▶ **WORK INSTRUCTIONS**: Every line below must be copied as written, except for pictures.

▶ **DATA FOR REVIEW**:
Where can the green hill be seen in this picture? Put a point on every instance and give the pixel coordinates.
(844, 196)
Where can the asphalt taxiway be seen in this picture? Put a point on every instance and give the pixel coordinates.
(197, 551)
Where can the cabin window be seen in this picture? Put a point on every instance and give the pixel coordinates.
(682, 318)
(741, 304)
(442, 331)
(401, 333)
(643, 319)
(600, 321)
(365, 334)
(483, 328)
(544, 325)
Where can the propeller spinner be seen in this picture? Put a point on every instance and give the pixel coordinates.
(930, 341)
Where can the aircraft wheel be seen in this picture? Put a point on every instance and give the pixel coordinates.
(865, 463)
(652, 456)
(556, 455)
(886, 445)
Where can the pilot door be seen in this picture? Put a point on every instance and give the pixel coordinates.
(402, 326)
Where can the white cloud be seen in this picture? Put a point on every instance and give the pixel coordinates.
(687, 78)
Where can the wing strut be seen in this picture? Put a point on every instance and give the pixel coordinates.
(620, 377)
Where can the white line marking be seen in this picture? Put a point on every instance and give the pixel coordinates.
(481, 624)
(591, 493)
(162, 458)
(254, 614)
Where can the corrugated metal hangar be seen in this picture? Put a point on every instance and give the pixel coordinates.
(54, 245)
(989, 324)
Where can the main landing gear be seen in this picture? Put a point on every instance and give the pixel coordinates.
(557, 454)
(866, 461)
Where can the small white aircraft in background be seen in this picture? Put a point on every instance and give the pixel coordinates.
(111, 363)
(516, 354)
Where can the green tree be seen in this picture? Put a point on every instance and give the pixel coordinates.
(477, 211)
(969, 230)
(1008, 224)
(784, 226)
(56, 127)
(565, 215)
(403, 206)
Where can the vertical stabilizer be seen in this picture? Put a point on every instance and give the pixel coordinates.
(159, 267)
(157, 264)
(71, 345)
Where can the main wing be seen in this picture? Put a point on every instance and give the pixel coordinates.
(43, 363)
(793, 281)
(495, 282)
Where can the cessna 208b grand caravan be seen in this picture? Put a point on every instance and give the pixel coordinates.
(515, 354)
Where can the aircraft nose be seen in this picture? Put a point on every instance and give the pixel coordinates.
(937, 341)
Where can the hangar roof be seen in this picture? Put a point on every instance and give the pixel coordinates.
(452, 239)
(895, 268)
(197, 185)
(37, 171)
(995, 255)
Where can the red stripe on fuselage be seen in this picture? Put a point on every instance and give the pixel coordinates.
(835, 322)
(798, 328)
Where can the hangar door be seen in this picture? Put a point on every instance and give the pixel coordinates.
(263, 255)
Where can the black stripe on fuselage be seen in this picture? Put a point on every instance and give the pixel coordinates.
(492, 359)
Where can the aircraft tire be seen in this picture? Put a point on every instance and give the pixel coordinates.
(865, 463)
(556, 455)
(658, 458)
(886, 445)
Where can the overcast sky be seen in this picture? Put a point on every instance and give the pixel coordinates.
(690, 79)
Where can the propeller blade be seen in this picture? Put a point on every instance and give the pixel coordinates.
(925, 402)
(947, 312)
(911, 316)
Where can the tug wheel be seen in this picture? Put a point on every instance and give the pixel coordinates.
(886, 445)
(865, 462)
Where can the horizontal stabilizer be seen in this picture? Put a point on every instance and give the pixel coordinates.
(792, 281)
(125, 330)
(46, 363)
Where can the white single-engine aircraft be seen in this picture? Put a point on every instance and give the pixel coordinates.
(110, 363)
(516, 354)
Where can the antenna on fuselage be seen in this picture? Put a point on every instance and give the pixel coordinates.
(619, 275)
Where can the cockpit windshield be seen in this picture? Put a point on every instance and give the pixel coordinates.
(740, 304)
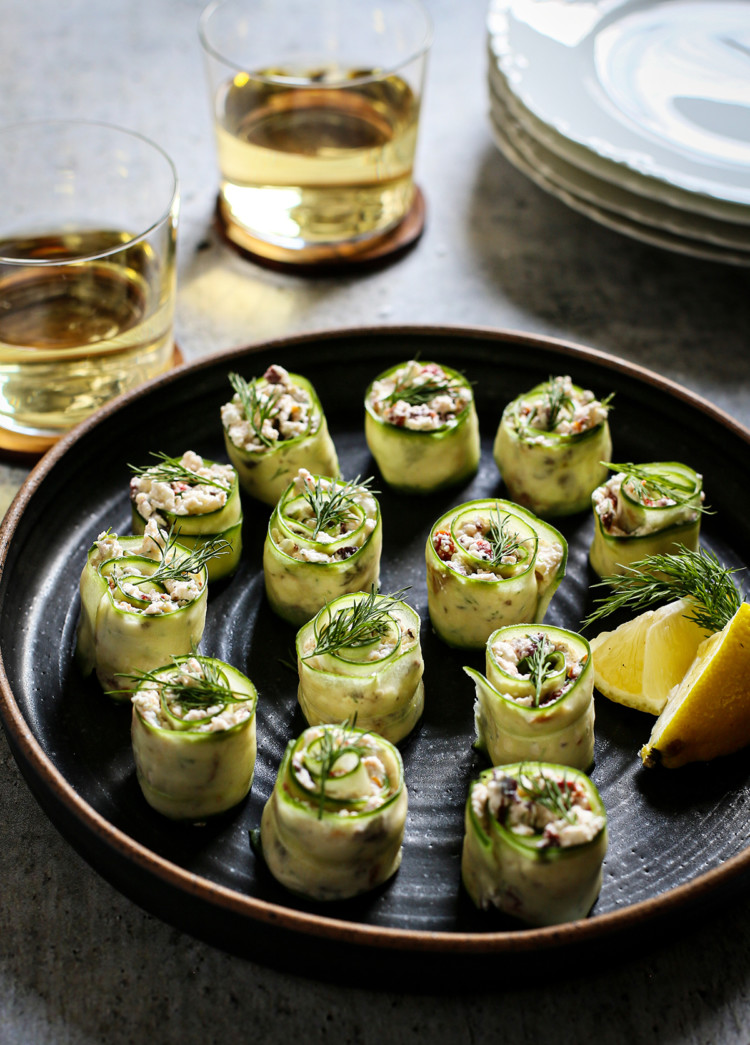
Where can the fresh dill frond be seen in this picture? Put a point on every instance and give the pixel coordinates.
(333, 503)
(172, 470)
(699, 577)
(258, 408)
(547, 792)
(650, 486)
(357, 624)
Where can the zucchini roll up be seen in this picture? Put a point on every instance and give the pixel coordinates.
(142, 600)
(421, 426)
(193, 737)
(490, 563)
(361, 656)
(273, 426)
(647, 509)
(324, 539)
(536, 837)
(200, 498)
(537, 700)
(551, 444)
(333, 825)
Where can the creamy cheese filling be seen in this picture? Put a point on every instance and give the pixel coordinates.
(510, 652)
(403, 398)
(285, 411)
(580, 411)
(180, 496)
(508, 799)
(213, 718)
(617, 521)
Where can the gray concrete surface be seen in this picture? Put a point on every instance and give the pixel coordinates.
(79, 964)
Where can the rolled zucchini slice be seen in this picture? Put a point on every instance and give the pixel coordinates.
(142, 600)
(536, 702)
(421, 426)
(361, 657)
(324, 539)
(645, 509)
(551, 445)
(273, 426)
(333, 825)
(194, 737)
(197, 497)
(490, 563)
(535, 841)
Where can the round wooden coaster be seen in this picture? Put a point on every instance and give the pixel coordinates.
(327, 260)
(25, 449)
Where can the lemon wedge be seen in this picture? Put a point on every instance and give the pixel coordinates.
(639, 663)
(708, 712)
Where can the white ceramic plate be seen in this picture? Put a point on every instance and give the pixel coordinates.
(660, 88)
(612, 198)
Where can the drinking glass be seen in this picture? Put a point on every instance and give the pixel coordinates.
(88, 229)
(315, 108)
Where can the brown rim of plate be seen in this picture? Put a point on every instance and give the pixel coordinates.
(317, 925)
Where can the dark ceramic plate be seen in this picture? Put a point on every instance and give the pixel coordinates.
(676, 838)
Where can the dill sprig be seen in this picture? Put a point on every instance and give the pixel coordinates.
(650, 486)
(172, 470)
(190, 690)
(357, 624)
(699, 577)
(502, 540)
(258, 408)
(333, 503)
(548, 793)
(541, 663)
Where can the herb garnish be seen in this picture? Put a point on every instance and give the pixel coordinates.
(357, 624)
(696, 576)
(172, 470)
(258, 408)
(332, 505)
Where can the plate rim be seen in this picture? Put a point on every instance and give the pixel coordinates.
(24, 745)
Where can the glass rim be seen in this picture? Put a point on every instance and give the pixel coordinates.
(92, 256)
(374, 76)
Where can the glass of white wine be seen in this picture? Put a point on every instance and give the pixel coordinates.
(88, 231)
(315, 108)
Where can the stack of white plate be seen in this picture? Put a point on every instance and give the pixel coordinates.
(634, 112)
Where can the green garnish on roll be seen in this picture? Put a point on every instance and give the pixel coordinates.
(142, 601)
(324, 539)
(361, 657)
(193, 736)
(536, 702)
(490, 563)
(642, 510)
(273, 426)
(535, 841)
(333, 825)
(551, 445)
(198, 497)
(421, 426)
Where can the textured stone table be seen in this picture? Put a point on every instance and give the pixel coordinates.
(78, 962)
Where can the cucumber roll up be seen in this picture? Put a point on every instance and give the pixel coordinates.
(646, 509)
(551, 444)
(324, 539)
(361, 657)
(142, 600)
(273, 426)
(333, 825)
(421, 426)
(200, 498)
(490, 563)
(536, 837)
(536, 702)
(193, 737)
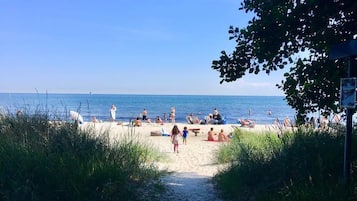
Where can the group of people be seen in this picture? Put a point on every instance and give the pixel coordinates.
(176, 134)
(222, 137)
(215, 118)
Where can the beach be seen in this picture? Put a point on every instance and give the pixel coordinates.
(192, 168)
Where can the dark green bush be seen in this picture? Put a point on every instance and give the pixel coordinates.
(305, 165)
(43, 161)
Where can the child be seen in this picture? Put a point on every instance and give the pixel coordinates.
(175, 132)
(184, 135)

▶ **ANSWER AREA**:
Where can the green hill be seen in this picture? Put a point on every instance and give the pixel coordinates.
(844, 196)
Where can the asphalt taxiway be seen in this picture? Put a point on every instance and give the pixel coordinates.
(197, 551)
Where can the cabin window be seen in this picture? Put a point on every instance and give the pixel coordinates.
(682, 318)
(741, 304)
(442, 331)
(401, 333)
(643, 319)
(600, 321)
(365, 334)
(483, 328)
(544, 325)
Where can the propeller spinner be seen in this picture? Put a point on every instance and give the pixel coordinates.
(930, 341)
Where can the aircraft wheel be seen in this picture? Put a point on every instance and give the pixel coordinates.
(865, 463)
(652, 456)
(556, 455)
(886, 445)
Where can the pilot door be seen in this picture? Put a point on every instance and give the pixel coordinates.
(402, 326)
Where can the white cloud be seen in this picture? Put a point on every instance and give the pixel coordinates.
(687, 78)
Where can the wing strut be seen in this picture? Put a point on every instance and give the pixel coordinates.
(620, 377)
Where can the white line marking be seen in this picture? Put a point on every instance and give the pixel coordinates.
(481, 624)
(591, 493)
(162, 458)
(254, 614)
Where can the corrugated metal hangar be seen in this picture? Put a point on every instance and give the pixel coordinates.
(54, 245)
(989, 324)
Where can the main landing gear be seen in this picture? Put a point on every instance and give the pixel coordinates.
(557, 454)
(866, 461)
Where can the small white aircraft in background be seen in this picture? Put a point on every instance and give the pixel coordinates.
(111, 363)
(516, 354)
Where can the green tree be seen in this picture? Put a point on every instance and give the pixel coordinates.
(477, 211)
(969, 230)
(1008, 224)
(784, 226)
(56, 127)
(565, 215)
(403, 206)
Where can the vertical stabilizer be seen in this picture? Put a point on every instance and give the pixel coordinates.
(159, 267)
(157, 264)
(71, 345)
Where can the main wing be seen in this picture? Put a point on every instance and give the pixel coordinates.
(43, 363)
(793, 281)
(495, 282)
Where can the cessna 208b grand caravan be seen in this picture? Put a point on every instance and give the pixel coordinates.
(515, 354)
Where can the aircraft nose be seen in this picture? Put a point on every instance and give the pixel coordinates.
(937, 341)
Where can the hangar roof be seen in this picture? Put a point on every instance and give the pixel coordinates.
(452, 239)
(895, 268)
(197, 185)
(37, 171)
(995, 255)
Where can the red stripe on fuselage be seen in this picture? Put a point on every instance and give the pixel coordinates.
(835, 322)
(798, 328)
Where can the hangar door be seen in this picture? Put a point on every instance and give the pixel coordinates.
(263, 255)
Where can the black stripe on fuselage be seen in this picture? Put a point on every instance and give the pixel coordinates.
(492, 359)
Where can the aircraft tire be seen in this picture? Put a point on every instance and give the pixel coordinates.
(865, 463)
(556, 455)
(658, 458)
(886, 445)
Where can the overcast sky be seen in this picture? Put a point on every instance and give the pixel coordinates.
(690, 79)
Where can the propeller blade be seen in this picture? Put a point on every instance and give the pixel coordinates.
(925, 402)
(947, 312)
(911, 316)
Where can the tug wheel be seen in this picture? Put a point on every instance and give the pixel coordinates.
(886, 445)
(865, 462)
Where can the horizontal stabilizer be seen in this picture? Put a point on every instance and give the pixel coordinates.
(792, 281)
(125, 330)
(46, 363)
Where can the white single-engine aircraft be seen in this picture? Put a point on every instance and give the pixel coordinates.
(110, 363)
(516, 354)
Where can the antenna on fuselage be seen in this picture? Put a point on every instance and give the pixel coordinates.
(619, 275)
Where can the cockpit windshield be seen in this picture? Put a point on every instance and give the pixel coordinates.
(740, 304)
Where can the fresh dill frond be seen in this picture? Put a point on every instance and give the pixel coordinates.
(333, 503)
(172, 470)
(699, 577)
(258, 408)
(547, 792)
(650, 486)
(357, 624)
Where can the zucchini roll up be seen in this picture? Put a point on every instance and give the pixel coordinates.
(142, 600)
(421, 426)
(193, 737)
(490, 563)
(361, 656)
(273, 426)
(647, 509)
(324, 539)
(536, 837)
(200, 498)
(537, 700)
(551, 444)
(333, 825)
Where can the creamy cheese filling be seen in this picture? Put a point on every instance and give the pixel coordinates.
(510, 652)
(403, 398)
(285, 411)
(580, 411)
(180, 496)
(508, 799)
(213, 718)
(617, 521)
Where can the gray concrete surface be seen in this picture? Put a point on every instance and give the pixel coordinates.
(79, 964)
Where can the rolled zucchini slice be seen in this picture? Put a point on every instance and give the pixel coordinates.
(142, 600)
(536, 702)
(421, 426)
(361, 657)
(324, 539)
(645, 509)
(551, 445)
(273, 426)
(333, 825)
(194, 737)
(197, 497)
(490, 563)
(535, 841)
Where can the round wooden coaster be seen in this picture? Put a point on every instance and give the pixel coordinates.
(327, 260)
(25, 449)
Where can the lemon wedge be seen in this picture? Put a point on every instance and give the pixel coordinates.
(639, 663)
(708, 712)
Where can the white ceramic plate be seen in this picture? Put a point on every instance and give the pixel coordinates.
(660, 88)
(612, 198)
Where can the drinking glass be seen in this picture? Put a point on every instance and give the pixel coordinates.
(88, 229)
(315, 108)
Where can the brown rim of plate be seen in this picture? Put a point on every instance and give the pixel coordinates.
(317, 925)
Where can the dark ceramic plate be seen in this picture? Put a point on every instance and give the pixel coordinates.
(676, 838)
Where can the dill sprig be seen in this picture? Put a point on every instance and give the pixel coordinates.
(650, 486)
(172, 470)
(190, 690)
(357, 624)
(699, 577)
(502, 540)
(258, 408)
(333, 503)
(548, 793)
(541, 663)
Where can the herb garnish be seen in this picture? Put a point on every instance and give the pixel coordinates.
(357, 624)
(696, 576)
(172, 470)
(258, 408)
(332, 505)
Where can the plate rim be seen in this picture? Put a point on every instance and give the pixel coordinates.
(24, 745)
Where can the glass rim be seen in this picture? Put a point on every instance and give the pixel coordinates.
(92, 256)
(374, 76)
Where can the glass of white wine be seen in this picture? Put a point on every instance and give the pixel coordinates.
(88, 231)
(315, 108)
Where can the stack of white plate be seen in this picture? Put a point on every instance and give the pixel coordinates.
(634, 112)
Where can the green garnish on roll be seen in this picture? Put a point on every instance and give the pixel coordinates.
(142, 601)
(324, 539)
(361, 657)
(193, 736)
(536, 702)
(490, 563)
(642, 510)
(273, 426)
(535, 841)
(333, 825)
(551, 445)
(198, 497)
(421, 426)
Where can the textured stone table be seen in this picture? Put a point on every instance and give the pixel coordinates.
(78, 962)
Where can the cucumber roll up be seen in this picture? Put a point on every instance and give the pixel coordinates.
(646, 509)
(551, 444)
(324, 539)
(361, 657)
(142, 600)
(273, 426)
(333, 825)
(421, 426)
(200, 498)
(490, 563)
(536, 837)
(536, 702)
(193, 737)
Where can the group of people be seen in this picture? Put a point on every instance and give the pixel coordinates.
(176, 134)
(222, 137)
(215, 118)
Where can the beach be seen in this picture? Put a point on every instance and give the pixel coordinates.
(192, 168)
Where can the dark green bush be seen in this picture? Put a point on every instance and give the pixel coordinates.
(305, 165)
(43, 161)
Where can the child be seen in this picture? Put a point on every instance and give the pixel coordinates.
(175, 132)
(184, 135)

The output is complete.